== Recorded data
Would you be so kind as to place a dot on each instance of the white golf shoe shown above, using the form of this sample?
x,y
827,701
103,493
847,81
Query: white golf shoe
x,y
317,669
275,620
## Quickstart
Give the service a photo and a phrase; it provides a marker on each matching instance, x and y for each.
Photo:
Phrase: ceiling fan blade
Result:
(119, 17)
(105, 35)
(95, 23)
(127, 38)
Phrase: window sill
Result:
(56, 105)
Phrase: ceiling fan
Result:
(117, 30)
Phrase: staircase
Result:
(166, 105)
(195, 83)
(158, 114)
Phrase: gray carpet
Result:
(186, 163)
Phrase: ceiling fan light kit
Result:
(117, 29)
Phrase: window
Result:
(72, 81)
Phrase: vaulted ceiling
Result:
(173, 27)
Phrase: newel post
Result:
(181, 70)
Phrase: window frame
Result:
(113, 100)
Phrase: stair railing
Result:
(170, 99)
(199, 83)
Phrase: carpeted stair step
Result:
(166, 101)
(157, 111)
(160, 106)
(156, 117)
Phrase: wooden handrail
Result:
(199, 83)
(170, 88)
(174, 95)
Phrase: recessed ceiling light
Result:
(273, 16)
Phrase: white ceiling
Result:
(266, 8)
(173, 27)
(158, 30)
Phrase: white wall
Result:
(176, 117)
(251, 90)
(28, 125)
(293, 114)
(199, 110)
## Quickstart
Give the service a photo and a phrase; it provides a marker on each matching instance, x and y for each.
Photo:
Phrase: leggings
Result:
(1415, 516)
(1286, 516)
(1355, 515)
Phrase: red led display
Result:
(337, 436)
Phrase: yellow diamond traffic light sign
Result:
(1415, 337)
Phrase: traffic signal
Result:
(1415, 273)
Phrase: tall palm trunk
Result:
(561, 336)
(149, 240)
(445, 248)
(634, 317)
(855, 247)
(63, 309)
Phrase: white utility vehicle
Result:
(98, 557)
====
Problem:
Recite the full listing above exactly.

Answer area:
Would you be so kind as to place a dot on each instance of the white golf shoe shown above, using the form of this sample?
x,y
827,701
103,493
847,81
Query: white golf shoe
x,y
317,669
275,620
## Quickstart
Give the service a photo and a phrase; it provides a marker on each matching instance, x and y for each.
Photo:
Phrase: ceiling fan blade
Result:
(119, 17)
(105, 35)
(95, 23)
(127, 38)
Phrase: window sill
Result:
(56, 105)
Phrase: ceiling fan
Result:
(117, 30)
Phrase: staircase
Result:
(166, 105)
(195, 83)
(158, 114)
Phrase: gray carpet
Result:
(186, 163)
Phrase: ceiling fan light kit
Result:
(117, 29)
Phrase: window
Result:
(72, 81)
Phrase: vaulted ceiling
Result:
(173, 27)
Phrase: newel post
Result:
(181, 70)
Phrase: window frame
Result:
(113, 100)
Phrase: stair railing
Result:
(170, 99)
(199, 83)
Phrase: carpeted stair step
Result:
(166, 101)
(157, 111)
(160, 106)
(156, 117)
Phrase: wooden handrail
Result:
(199, 83)
(170, 88)
(174, 95)
Phrase: recessed ceiling light
Result:
(273, 16)
Phrase: white ceiling
Result:
(266, 8)
(173, 27)
(158, 30)
Phrase: white wall
Result:
(176, 117)
(251, 90)
(28, 125)
(293, 114)
(199, 110)
## Quickstart
Give the service a photo and a phrase; it provides a marker on each matching instance, x and y for each.
Photo:
Phrase: leggings
Result:
(1415, 516)
(1286, 516)
(1355, 515)
Phrase: red led display
Result:
(337, 436)
Phrase: yellow diamond traffic light sign
Result:
(1415, 337)
Phrase: traffic signal
Result:
(1415, 273)
Phrase: tall palm trunk
Result:
(561, 336)
(149, 240)
(445, 248)
(634, 317)
(855, 247)
(63, 309)
Phrase: white utility vehicle
Result:
(98, 557)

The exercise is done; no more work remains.